━━ 제시문 ━━
[발표용] Learning Factorized Multimodal Representations

Eun·2023년 2월 19일

study

목록 보기

2/2

ICLR 2019

Learning Factorized Multimodal Representations

논문 세 줄 요약

1) Multimodal representation learning을 잘 하기 위한 Multimodal Factorization Model(MFM)을 제안

MFM의 장점) 좋은 multimodal representation을 학습할 수 있음

2) MFM은 multimodal representaion을 multimodal discriminative factors와 modality-specific generative factors로 factorize(분해)함

기여점) 기존 연구들은 두 discriminative factor와 generative factor 중 하나만 사용했는데 이번 연구에서는 둘 다 사용했다.
그리고 generative facotr도 각 모달별 factor로 또 분해해서 사용했다.

3) 그래서 우리 모델은 분류와 생성을 모두 잘한다!

Background

Discriminative model

데이터 $𝑋$ 가 주어졌을 때 라벨 $𝑌$ 가 나타날 조건부 확률 $P(𝑌|𝑋)$ 를 직접적으로 반환하는 모델

$Y$ 를 잘 구분하는 결정경계를 학습하는 것이 목표 (supervised learning)
━━━
과제: 제시문의 '논문 세 줄 요약'에서 1)~3)의 번호가 붙은 항목을 모두 찾아 각 항목의 핵심 내용을 한 문장씩으로 정리하시오.
━━ 제공 자료 ━━
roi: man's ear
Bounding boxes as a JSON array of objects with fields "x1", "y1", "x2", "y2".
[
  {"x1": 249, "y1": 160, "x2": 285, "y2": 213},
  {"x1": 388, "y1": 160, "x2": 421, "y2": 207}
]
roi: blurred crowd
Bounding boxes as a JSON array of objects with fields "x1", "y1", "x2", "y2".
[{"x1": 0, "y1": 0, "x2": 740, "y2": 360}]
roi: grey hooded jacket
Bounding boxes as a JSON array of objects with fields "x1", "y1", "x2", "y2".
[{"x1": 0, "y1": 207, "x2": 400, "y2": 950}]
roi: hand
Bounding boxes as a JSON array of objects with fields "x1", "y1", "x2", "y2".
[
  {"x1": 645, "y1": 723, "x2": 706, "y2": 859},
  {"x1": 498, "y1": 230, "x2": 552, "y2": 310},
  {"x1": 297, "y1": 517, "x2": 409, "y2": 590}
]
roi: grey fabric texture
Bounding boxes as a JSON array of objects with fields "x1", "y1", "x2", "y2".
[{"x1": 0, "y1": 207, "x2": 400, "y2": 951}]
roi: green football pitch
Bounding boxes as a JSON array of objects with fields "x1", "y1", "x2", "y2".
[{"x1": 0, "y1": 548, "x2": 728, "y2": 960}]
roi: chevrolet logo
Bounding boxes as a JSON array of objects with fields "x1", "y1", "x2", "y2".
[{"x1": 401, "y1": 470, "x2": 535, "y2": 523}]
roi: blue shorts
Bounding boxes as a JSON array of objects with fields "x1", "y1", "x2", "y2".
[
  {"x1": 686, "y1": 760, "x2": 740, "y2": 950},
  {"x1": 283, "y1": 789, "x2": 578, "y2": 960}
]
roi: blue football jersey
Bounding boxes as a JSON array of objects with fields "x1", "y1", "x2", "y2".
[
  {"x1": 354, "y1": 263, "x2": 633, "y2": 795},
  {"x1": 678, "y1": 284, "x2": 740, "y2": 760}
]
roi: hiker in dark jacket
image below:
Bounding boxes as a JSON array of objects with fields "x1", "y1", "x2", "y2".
━━━
답안:
1) Multimodal representation learning을 잘 하기 위한 Multimodal Factorization Model(MFM)을 제안한다.
2) MFM은 multimodal representation을 multimodal discriminative factors와 modality-specific generative factors로 분해(factorize)한다.
3) 그래서 이 모델은 분류와 생성을 모두 잘한다.